> **YOUR INSTRUCTIONS**:
Each entry needs to be retyped exactly.

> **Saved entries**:
........
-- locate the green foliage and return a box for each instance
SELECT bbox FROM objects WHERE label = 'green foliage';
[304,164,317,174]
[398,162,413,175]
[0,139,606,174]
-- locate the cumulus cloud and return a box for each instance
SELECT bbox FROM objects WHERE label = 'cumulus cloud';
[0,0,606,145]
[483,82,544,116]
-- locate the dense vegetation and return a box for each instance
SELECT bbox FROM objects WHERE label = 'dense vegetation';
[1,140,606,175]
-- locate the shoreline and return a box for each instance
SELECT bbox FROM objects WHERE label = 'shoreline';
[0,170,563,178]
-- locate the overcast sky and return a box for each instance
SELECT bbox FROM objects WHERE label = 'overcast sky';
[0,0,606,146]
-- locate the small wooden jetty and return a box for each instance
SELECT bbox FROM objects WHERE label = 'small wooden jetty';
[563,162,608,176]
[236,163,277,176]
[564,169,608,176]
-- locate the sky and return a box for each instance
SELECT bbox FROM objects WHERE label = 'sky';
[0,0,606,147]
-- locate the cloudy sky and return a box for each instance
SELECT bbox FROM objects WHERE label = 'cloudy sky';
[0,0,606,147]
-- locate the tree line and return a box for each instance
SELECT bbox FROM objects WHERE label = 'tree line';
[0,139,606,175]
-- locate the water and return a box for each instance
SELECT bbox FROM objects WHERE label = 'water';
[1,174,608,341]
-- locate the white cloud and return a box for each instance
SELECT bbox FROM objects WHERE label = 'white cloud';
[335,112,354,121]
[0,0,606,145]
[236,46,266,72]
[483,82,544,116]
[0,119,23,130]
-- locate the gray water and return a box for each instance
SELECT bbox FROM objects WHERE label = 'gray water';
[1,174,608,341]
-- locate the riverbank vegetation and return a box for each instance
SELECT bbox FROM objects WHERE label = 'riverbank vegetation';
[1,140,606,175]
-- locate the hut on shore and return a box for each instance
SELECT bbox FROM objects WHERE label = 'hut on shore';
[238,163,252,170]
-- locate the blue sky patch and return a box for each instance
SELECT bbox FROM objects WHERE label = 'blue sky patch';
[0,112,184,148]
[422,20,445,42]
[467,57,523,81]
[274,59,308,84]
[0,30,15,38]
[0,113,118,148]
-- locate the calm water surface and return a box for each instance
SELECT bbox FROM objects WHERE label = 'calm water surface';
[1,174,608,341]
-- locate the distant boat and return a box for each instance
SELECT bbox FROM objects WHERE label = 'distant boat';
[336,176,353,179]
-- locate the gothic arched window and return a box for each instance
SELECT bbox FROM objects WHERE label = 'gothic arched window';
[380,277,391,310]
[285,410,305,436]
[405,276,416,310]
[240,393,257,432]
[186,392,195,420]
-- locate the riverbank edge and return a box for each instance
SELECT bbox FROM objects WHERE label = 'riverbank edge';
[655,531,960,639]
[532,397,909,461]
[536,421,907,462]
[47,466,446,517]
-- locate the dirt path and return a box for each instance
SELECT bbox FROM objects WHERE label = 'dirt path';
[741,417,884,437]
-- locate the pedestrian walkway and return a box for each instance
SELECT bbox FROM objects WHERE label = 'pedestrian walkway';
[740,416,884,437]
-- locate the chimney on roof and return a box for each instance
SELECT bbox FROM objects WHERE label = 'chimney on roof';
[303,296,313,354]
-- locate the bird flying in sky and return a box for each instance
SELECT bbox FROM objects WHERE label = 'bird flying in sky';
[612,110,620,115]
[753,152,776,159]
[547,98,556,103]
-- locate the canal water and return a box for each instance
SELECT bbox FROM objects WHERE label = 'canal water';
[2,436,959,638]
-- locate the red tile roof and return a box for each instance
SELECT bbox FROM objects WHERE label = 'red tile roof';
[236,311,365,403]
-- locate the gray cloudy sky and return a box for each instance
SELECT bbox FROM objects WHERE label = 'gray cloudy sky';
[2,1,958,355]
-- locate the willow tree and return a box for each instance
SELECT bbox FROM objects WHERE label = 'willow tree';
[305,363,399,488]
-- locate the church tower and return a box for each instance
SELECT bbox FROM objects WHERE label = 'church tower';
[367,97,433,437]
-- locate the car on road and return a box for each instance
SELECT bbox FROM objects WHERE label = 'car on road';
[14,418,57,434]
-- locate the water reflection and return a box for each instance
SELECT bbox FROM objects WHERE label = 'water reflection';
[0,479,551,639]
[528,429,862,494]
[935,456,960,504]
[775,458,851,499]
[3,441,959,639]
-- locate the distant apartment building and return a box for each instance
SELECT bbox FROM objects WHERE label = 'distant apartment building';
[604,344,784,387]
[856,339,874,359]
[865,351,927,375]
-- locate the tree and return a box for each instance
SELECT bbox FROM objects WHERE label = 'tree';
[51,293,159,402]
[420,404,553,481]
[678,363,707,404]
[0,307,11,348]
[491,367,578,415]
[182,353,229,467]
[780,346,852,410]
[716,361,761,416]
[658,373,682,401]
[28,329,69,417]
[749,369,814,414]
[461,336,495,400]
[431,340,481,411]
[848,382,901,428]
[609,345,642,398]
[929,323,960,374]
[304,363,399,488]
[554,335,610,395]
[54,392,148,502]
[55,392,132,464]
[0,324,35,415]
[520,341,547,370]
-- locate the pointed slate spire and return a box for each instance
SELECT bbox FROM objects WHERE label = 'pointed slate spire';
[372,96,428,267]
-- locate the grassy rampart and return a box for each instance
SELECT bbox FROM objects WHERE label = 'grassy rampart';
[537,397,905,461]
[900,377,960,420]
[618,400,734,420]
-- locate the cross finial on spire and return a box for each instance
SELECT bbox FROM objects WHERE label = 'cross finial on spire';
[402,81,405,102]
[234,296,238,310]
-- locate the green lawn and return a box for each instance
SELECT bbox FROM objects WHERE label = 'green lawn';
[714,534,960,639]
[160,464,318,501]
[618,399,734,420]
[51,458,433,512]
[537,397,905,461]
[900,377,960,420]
........
> **FINISHED EXERCISE**:
-- locate the green foliage and return a box for each instance
SELECT bbox FROM objects WHERE label = 'green foliage';
[304,164,317,174]
[398,162,413,175]
[0,139,606,174]
-- locate the cumulus cloud and return a box for each instance
SELECT bbox FROM objects WHERE label = 'cumulus cloud';
[0,0,606,145]
[483,82,544,116]
-- locate the dense vegetation and return a box for each instance
SELECT bbox FROM objects WHERE label = 'dense vegetation';
[1,140,606,175]
-- locate the shoreline and return a box for each instance
SELECT bbox FROM objects WHERE label = 'shoreline';
[0,170,563,178]
-- locate the overcast sky and return a box for each instance
SELECT bbox FROM objects WHERE label = 'overcast sky';
[0,0,606,146]
-- locate the small wooden jetty and return a box for each instance
SELECT bbox FROM objects WHERE label = 'small wooden jetty';
[563,162,608,176]
[236,163,277,176]
[564,169,608,176]
-- locate the sky and return a box for each instance
SELECT bbox FROM objects WHERE label = 'sky';
[0,0,606,147]
-- locate the cloudy sky and return a box for each instance
SELECT bbox FROM objects WHERE label = 'cloudy sky';
[0,0,606,147]
-- locate the tree line and return a box for each instance
SELECT bbox FROM objects WHERE label = 'tree line';
[0,139,606,175]
-- locate the water and return a box for each instance
SELECT bbox FROM objects WHERE label = 'water';
[1,174,608,341]
-- locate the white cloud and return a box for each instance
SELECT bbox FROM objects WHERE label = 'white cloud';
[335,112,354,121]
[0,0,606,145]
[236,46,266,72]
[483,82,544,116]
[0,119,23,130]
-- locate the gray water and return a box for each instance
SELECT bbox FROM objects WHERE label = 'gray water';
[1,174,608,341]
-- locate the riverbank vegetation and return a box for each instance
SELECT bbox FROM objects WHERE label = 'riverbank vegetation';
[1,140,606,175]
-- locate the hut on shore and return a box for each instance
SELECT bbox FROM objects WHERE label = 'hut on shore';
[238,163,252,170]
-- locate the blue sky patch and return a box for each instance
SELECT bbox FROM objects WHERE label = 'blue sky patch';
[0,112,184,148]
[422,20,445,42]
[467,57,523,81]
[274,59,308,84]
[0,30,15,38]
[0,113,118,148]
-- locate the calm water surface and return a box for each instance
SELECT bbox FROM objects WHERE label = 'calm water surface';
[1,174,608,341]
-- locate the distant boat and return a box for each instance
SELECT bbox FROM objects WHERE label = 'distant boat';
[336,176,353,179]
-- locate the gothic arched window and return a box for each instance
SELECT bbox FROM objects WHERE label = 'gothic arched window';
[380,277,391,310]
[285,410,305,436]
[405,276,416,310]
[240,393,257,432]
[186,392,195,420]
-- locate the riverbank edge and return a box for each instance
SELECT bbox FROM objects WHERE label = 'riverbank edge';
[655,531,960,639]
[532,397,909,461]
[536,421,907,462]
[47,466,446,517]
-- locate the dirt path and return a box for each instance
SELECT bbox FROM objects WHERE label = 'dirt path';
[741,417,884,437]
-- locate the pedestrian walkway and return a box for each instance
SELECT bbox FROM objects WHERE label = 'pedestrian walkway';
[740,416,884,437]
-- locate the chimney on roof and return a box for each instance
SELECT bbox FROM objects WHERE label = 'chimney on roof';
[303,296,313,354]
-- locate the bird flying in sky and return a box for each instance
SELECT bbox FROM objects WHERE label = 'bird flying in sky';
[612,110,620,115]
[753,152,776,159]
[547,98,556,103]
-- locate the canal water and return a box for each instance
SELECT bbox FROM objects WHERE label = 'canal water';
[2,436,959,638]
-- locate the red tile roof and return a box for each instance
SELECT bbox FROM objects WHERE label = 'red tile roof';
[236,311,365,403]
-- locate the gray cloudy sky and return a box for each instance
SELECT bbox FROM objects WHERE label = 'gray cloudy sky';
[2,1,958,355]
-- locate the willow tree and return a box for each instance
SELECT bbox FROM objects WHERE label = 'willow tree';
[305,363,399,488]
-- locate the church tower and return a box for each instance
SELECT bbox FROM objects WHERE label = 'church tower';
[367,97,433,437]
-- locate the car on road and return a box for each instance
SELECT bbox FROM objects WHERE label = 'car on road';
[14,418,57,434]
-- locate the water reflection and return a box for each instance
SELECT bbox FROM objects WHERE label = 'water reflection';
[0,479,551,639]
[528,429,862,494]
[935,456,960,504]
[775,458,851,499]
[3,441,959,639]
-- locate the distant apartment building and return a box for each instance
SELECT bbox FROM objects WHERE label = 'distant apartment building';
[604,344,784,387]
[856,339,874,359]
[865,351,927,375]
-- locate the tree and return a box for each instance
SELECT bbox FROM objects WHERE label = 'tree';
[51,293,159,402]
[420,404,553,481]
[678,363,707,404]
[0,307,11,348]
[491,367,578,415]
[182,353,229,467]
[780,346,852,410]
[716,361,761,416]
[658,373,682,401]
[28,329,69,417]
[749,369,814,414]
[461,336,495,400]
[431,340,481,411]
[848,382,901,428]
[609,345,642,398]
[929,323,960,374]
[304,363,399,488]
[554,335,610,395]
[54,392,148,502]
[55,392,132,464]
[0,324,35,415]
[520,341,547,370]
-- locate the pointed slate spire and return a box for each instance
SELECT bbox FROM objects WHERE label = 'pointed slate spire';
[372,96,428,267]
-- locate the grassy rampart and return a box for each instance
SELECT bbox FROM objects WHERE label = 'grassy rampart';
[537,397,905,461]
[900,377,960,420]
[618,400,734,420]
-- locate the cross finial on spire and return a box for each instance
SELECT bbox FROM objects WHERE label = 'cross finial on spire';
[402,81,405,102]
[234,296,238,310]
-- locate the green lawn and return a box for each instance
SELECT bbox FROM objects WHERE label = 'green lawn';
[714,534,960,639]
[160,464,318,501]
[618,399,734,420]
[51,458,433,512]
[537,397,905,461]
[900,377,960,420]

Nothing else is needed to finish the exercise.